▶ HOW TO COMPLETE THIS TASK: For each statement about the list of beliefs on education, answer yes or no and quote the words from the text that decide it. 1. The text says a lot of math can be taught with an orange. 2. The text says the self-esteem movement has improved school performance. 3. The text says most American schools ask the weakest students to work on a problem in front of peers.

── PROVIDED TEXT

5. That education mostly occurs in the classroom.  That school is the only place you’re going to learn how to read and write.  That you need school to be intelligent and knowledgeable.  Fuck that.  First, being taught by a bad teacher is like going to a bad doctor.  Bad doctor will worsen a condition.  Bad teacher will make a student dumber, kill off the desire to learn, desire to live.  Most will learn more at work.  Or just living life with childlike wonder, exploring what the world has to offer. Even engineers with impressive degrees will tell you that they learned more on the job than in the classroom.  There are very few schools that can teach students to learn how to learn, motivate them to learn outside of the classroom.  They’re only able to teach students to fake fake fake it till parents look happy.

4. That school learning sucks, is a test of discipline instead of a fun exercise of the senses and mind. No wonder students fake it.

3. That inflating self-esteem (being “nice” to people) is the only way to boost self-confidence and motivation and reduce violence, bullying. Studies are showing that the self-esteem movement may have increased violence and has not improved school performance.  And I argue that inflated self-esteem correlates with LOW self-confidence and poor mental health.  Someone who keeps being told that she’s so pretty, so smart, so wonderful may start believing these accolades are true.  But without achievements to legitimize accolades, this person will avoid situations that may put her sense of self in question.  Like hanging out with those who are smarter, prettier, etc.  But reality strikes at some point, and reality is brutal.  The rejections pile up and she has two options: to retreat back to her inner circle of acolytes or face the truth about herself.  Most choose to retreat — totally uncoachable at work — or turn violent, to erase those who dare challenge her sense of self.  Those with low self-esteem, on the other hand, are more likely to seek higher level competition, where  criticisms are more common and biting.  Female models, for instance, are known for never being satisfied with their looks.  Their low self-esteem makes it difficult for them to handle compliments about their looks, because they don’t match their sense of self.  That’s why they become models.  They CRAVE someone telling them they’re too fat, too short, too ugly.   For those with low self-esteem, the only way they can get people to acknowledge their sense of self is to move into more competitive environments where the standards are set high.  The higher you go, the lower the self-esteem and the higher the self-confidence and tougher the skin.  The lower you go, the higher the self-esteem and lower the self-confidence, thinner the skin.  Those who don’t understand this will never grow.

2. That in order for students to be prepared for STEM economy, they need to be exposed to latest gadgets and technology at an early age.  No they do not.  That’s why Silicon Valley executives will send their kids to schools theat DON’T allow computers, calculators, tablets, etc.  One doesn’t need a calculator to do math. Don’t even need a blackboard, a lot of math can be taught with an orange.  So instead of spending time on laptops watching porn and playing mindless games, let’s have kids go outside and play with sticks and mud.

1. That failure means you’re stupid and being good at something is function of genetics. No wonder so many people give up so easily. This may partially be why so many think it’s ok to laugh at other people’s failures (as a way to boost self-esteem)? This is why most American schools don’t ask the weakest students to work on a problem in front of peers.  Students are taught to jeer at struggling students rather them pick them up and push them, cheer them to try harder.

────
── DATA RECORDS

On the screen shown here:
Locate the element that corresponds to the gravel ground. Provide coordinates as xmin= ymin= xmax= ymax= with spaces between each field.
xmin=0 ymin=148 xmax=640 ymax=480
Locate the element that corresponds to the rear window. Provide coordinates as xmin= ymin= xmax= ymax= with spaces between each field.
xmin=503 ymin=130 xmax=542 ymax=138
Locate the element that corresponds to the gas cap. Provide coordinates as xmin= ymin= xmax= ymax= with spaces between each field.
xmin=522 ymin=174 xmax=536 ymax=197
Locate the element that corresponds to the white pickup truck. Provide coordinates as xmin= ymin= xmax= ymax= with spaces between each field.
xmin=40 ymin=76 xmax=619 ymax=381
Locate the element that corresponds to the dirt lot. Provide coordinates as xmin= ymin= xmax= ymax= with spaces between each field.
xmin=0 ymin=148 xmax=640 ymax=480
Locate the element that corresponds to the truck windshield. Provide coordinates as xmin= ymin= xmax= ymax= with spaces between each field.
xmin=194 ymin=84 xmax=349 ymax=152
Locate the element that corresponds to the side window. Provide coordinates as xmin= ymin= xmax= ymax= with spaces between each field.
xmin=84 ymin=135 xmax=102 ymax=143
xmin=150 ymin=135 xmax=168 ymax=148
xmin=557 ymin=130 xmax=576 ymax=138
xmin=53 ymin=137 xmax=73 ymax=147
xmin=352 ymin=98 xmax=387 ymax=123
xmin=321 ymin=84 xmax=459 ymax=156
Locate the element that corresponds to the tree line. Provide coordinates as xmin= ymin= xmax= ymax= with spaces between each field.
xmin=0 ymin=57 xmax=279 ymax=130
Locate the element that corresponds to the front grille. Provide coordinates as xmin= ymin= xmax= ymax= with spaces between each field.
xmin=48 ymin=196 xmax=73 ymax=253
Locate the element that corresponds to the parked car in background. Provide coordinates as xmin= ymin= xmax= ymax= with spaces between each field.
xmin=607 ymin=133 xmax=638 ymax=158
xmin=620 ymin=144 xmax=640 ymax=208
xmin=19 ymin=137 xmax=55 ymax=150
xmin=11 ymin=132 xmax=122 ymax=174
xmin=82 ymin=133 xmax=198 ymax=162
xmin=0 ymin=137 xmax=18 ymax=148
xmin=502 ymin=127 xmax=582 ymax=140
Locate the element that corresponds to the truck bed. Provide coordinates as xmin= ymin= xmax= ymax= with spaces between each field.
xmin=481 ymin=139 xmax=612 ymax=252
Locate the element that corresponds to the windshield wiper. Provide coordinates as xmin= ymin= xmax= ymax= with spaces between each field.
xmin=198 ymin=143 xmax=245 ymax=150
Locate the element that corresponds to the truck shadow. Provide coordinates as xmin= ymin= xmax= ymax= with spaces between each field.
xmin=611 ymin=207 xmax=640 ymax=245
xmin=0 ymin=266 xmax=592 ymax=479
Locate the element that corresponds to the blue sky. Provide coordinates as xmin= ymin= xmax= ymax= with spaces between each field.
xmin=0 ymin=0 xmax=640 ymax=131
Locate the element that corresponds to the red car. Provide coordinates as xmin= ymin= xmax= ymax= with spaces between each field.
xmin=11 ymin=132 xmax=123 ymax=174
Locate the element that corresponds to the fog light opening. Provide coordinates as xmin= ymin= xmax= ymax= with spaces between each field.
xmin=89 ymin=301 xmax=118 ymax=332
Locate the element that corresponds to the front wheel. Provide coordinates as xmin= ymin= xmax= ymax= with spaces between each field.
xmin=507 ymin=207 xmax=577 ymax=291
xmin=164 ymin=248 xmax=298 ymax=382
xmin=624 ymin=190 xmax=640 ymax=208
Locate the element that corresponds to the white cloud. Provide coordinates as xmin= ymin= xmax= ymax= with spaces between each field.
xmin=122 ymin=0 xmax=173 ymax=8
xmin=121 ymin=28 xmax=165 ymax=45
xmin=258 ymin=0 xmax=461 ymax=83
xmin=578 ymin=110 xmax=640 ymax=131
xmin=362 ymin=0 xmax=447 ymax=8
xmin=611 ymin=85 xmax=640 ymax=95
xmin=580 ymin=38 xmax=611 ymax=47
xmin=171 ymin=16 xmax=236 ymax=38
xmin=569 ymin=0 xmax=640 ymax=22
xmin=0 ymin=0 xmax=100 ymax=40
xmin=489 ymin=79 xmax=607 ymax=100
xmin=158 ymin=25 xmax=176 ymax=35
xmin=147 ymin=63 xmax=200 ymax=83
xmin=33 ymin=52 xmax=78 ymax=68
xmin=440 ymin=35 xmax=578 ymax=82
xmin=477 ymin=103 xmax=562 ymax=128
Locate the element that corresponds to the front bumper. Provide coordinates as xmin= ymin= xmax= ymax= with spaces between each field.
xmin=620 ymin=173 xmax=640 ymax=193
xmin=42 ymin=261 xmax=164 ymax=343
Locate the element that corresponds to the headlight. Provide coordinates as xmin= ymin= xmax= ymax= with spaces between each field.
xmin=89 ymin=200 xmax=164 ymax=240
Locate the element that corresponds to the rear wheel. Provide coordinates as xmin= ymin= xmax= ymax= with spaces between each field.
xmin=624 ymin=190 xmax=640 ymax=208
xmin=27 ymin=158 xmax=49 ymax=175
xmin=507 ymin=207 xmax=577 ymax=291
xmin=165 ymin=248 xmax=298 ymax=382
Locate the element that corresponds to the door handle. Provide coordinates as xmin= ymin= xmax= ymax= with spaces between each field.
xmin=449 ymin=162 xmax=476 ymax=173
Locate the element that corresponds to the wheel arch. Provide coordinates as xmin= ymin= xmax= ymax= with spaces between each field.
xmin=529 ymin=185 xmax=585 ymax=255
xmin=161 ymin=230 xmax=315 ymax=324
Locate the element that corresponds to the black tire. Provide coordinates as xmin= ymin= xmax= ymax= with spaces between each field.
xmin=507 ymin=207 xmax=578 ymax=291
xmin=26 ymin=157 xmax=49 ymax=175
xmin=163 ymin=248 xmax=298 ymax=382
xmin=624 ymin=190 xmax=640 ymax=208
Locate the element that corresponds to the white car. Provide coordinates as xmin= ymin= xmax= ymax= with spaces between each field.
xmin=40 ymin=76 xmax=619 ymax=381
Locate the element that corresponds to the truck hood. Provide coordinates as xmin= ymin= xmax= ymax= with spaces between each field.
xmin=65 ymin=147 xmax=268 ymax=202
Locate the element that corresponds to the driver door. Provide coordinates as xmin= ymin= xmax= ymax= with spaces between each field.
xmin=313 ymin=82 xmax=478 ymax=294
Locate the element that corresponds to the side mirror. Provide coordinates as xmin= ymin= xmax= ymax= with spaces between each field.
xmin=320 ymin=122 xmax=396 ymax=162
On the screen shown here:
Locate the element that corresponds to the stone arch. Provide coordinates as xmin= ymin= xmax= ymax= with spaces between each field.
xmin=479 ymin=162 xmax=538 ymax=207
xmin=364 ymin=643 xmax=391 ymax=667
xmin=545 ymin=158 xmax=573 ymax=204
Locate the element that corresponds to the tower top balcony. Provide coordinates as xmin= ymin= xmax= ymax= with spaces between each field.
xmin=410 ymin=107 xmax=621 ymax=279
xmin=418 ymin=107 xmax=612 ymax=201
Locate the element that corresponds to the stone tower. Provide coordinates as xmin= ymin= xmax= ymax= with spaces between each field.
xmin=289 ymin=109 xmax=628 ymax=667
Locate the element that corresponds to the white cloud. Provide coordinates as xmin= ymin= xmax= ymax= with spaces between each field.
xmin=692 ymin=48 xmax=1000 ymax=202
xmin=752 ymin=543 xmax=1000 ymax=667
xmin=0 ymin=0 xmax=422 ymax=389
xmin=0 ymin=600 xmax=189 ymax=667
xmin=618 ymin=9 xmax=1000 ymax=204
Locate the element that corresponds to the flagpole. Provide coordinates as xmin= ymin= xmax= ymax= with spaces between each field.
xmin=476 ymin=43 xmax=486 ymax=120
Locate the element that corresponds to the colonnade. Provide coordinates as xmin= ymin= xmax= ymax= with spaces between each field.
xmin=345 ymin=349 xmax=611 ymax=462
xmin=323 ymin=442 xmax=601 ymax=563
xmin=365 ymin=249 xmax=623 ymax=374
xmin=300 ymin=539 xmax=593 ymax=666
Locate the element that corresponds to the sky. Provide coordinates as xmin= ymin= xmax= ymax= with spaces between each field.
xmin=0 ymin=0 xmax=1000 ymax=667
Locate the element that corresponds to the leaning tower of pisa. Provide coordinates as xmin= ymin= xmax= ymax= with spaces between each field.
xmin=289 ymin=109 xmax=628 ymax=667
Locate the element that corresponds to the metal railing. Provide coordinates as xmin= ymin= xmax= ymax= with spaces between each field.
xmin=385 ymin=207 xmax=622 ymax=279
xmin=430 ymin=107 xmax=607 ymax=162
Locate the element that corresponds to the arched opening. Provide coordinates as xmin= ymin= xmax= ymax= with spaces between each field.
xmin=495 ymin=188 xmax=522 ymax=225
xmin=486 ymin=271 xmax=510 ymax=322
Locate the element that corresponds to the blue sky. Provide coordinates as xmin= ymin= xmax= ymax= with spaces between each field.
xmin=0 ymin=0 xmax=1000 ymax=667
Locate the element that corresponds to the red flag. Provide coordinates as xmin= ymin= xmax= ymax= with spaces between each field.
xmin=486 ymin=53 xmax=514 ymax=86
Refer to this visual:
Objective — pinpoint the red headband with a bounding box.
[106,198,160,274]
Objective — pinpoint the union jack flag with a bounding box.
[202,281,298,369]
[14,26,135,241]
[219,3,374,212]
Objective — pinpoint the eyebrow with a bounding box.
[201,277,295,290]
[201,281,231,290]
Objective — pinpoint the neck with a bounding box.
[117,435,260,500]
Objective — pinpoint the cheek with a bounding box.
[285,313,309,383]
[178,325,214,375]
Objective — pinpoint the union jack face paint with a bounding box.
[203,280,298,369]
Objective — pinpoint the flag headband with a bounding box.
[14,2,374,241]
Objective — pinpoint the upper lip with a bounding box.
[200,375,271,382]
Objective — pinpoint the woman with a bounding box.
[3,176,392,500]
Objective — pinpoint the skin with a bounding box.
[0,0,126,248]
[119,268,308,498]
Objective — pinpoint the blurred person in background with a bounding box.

────

▶ RESPONSE FOR THIS EXERCISE:
1. Yes: "a lot of math can be taught with an orange."
2. No: "the self-esteem movement may have increased violence and has not improved school performance."
3. No: "most American schools don’t ask the weakest students to work on a problem in front of peers."